### What this task involves
Using the entries below, copy out all lines where "after" is found.

[Opening Data section section]

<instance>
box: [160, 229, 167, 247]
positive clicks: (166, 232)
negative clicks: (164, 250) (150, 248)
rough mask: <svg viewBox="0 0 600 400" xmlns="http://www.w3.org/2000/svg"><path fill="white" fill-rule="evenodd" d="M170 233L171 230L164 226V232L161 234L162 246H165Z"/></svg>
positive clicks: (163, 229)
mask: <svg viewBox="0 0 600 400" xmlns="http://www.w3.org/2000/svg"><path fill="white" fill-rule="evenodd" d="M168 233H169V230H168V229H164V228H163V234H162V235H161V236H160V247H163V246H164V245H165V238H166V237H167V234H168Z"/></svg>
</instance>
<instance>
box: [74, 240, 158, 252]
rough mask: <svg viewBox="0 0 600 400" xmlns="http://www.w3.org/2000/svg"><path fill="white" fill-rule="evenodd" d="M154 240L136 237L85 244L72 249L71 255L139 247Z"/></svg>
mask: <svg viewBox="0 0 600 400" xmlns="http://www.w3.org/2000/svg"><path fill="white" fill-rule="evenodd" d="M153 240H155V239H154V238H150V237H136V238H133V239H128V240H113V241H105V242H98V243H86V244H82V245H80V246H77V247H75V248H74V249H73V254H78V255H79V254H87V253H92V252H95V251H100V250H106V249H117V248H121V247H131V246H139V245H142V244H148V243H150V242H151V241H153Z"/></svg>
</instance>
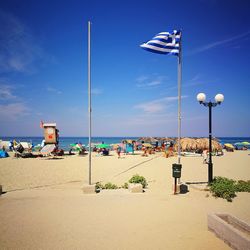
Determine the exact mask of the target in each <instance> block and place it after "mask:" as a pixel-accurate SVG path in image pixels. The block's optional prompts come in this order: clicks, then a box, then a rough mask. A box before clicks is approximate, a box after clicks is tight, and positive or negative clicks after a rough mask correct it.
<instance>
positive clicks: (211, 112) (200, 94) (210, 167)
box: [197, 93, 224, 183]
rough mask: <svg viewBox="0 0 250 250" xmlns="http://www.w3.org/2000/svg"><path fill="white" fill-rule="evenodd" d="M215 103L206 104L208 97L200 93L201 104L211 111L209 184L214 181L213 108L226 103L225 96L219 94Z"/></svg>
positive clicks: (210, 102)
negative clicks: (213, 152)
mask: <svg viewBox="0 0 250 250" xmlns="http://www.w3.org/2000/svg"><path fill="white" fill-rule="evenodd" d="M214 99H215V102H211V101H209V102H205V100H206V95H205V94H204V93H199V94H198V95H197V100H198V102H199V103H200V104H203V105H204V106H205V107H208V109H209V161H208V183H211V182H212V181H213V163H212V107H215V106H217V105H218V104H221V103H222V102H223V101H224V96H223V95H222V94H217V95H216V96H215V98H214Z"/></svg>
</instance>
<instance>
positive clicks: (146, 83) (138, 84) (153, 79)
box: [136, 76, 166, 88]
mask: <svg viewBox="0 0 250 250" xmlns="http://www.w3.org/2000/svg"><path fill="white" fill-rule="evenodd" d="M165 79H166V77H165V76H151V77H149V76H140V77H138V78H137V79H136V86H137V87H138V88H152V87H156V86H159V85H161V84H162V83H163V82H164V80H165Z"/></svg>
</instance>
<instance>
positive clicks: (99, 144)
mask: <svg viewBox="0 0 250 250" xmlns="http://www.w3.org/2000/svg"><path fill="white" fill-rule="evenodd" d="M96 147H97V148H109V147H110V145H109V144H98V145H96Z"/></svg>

[Closing Data section section]
[Opening Data section section]

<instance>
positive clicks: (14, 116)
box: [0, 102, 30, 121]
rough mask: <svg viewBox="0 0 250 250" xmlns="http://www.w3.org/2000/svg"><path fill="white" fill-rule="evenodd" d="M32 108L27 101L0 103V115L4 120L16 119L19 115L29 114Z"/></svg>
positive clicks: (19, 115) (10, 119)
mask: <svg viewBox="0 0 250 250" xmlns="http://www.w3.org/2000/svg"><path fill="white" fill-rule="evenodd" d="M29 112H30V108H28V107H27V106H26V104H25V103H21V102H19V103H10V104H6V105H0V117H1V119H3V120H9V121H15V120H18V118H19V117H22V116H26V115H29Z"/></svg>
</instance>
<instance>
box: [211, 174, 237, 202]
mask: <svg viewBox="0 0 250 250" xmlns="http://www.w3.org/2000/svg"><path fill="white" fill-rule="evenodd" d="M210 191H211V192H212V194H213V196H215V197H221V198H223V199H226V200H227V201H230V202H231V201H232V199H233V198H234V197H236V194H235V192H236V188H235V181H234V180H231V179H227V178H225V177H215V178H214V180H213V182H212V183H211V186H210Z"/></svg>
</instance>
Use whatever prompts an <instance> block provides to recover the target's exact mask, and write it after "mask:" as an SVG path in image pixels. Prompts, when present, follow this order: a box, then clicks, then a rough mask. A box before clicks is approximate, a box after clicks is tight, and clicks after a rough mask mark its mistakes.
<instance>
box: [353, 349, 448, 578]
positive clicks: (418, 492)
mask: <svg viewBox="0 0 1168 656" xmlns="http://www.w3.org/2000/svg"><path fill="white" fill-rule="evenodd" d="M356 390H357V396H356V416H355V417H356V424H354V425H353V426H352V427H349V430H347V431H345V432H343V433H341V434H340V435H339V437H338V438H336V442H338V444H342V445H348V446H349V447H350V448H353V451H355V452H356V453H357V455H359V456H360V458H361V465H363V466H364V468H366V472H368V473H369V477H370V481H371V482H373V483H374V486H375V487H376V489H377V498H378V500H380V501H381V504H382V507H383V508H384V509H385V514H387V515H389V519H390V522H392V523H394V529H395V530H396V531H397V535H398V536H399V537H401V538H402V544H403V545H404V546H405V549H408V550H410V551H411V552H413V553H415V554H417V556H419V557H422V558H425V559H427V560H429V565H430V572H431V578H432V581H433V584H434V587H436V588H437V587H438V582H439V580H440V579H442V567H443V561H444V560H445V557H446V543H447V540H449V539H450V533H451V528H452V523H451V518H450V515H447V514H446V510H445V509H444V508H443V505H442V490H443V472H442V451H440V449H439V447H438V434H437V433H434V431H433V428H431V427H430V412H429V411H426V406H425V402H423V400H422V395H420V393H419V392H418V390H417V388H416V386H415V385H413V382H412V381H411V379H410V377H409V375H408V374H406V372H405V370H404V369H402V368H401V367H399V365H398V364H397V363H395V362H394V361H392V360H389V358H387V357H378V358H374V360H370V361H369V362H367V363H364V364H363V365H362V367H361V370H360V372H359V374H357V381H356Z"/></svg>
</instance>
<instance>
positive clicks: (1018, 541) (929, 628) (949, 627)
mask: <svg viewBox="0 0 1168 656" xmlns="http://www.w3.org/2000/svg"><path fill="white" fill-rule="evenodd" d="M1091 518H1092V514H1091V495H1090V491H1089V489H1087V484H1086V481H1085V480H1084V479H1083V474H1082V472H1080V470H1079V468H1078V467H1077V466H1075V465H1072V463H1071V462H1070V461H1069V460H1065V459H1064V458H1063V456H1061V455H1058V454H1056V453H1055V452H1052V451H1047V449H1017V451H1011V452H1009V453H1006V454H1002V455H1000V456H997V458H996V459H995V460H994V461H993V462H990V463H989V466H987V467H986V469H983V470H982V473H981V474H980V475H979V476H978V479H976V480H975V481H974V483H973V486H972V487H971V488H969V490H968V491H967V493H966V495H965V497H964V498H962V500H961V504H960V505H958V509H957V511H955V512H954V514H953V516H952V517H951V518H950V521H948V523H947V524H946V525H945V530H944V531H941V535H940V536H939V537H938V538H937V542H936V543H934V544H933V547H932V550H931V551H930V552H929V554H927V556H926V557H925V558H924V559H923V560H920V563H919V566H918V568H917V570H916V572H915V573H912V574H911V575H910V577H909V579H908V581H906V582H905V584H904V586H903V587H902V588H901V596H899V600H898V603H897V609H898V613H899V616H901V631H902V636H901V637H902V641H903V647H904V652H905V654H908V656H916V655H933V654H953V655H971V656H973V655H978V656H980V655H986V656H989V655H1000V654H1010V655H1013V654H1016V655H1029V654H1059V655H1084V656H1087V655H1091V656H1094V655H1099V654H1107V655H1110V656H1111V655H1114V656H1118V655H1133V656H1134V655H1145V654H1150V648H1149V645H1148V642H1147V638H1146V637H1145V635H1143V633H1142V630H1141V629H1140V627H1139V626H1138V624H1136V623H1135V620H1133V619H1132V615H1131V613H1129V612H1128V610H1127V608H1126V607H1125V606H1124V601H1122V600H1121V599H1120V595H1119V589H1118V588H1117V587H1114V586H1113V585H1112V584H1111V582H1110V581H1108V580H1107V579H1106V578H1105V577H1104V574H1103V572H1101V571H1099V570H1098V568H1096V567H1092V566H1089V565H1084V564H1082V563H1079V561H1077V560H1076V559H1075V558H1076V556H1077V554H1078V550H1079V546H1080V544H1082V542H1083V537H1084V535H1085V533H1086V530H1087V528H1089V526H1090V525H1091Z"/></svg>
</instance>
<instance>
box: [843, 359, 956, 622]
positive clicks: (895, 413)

[Closing Data section section]

### Task answer
Determine the exact mask of the target in each <instance> block and place it after "mask:" as a pixel-accurate SVG path in image pixels. The block's optional prompts come in this order: clicks, then a box, then a rough mask. A box before clicks is approximate, a box after clicks is tight, and positive or negative clicks after a rough mask correct it.
Use whatever prompts an <instance> block provides to recover the target's exact mask, and write it after "mask:" as an SVG path in image pixels. Prompts, when present, follow this order: a box, then clicks, then a rough mask. A box before clicks is approximate, a box after clicks is tight, and clicks after a rough mask mark its mistakes.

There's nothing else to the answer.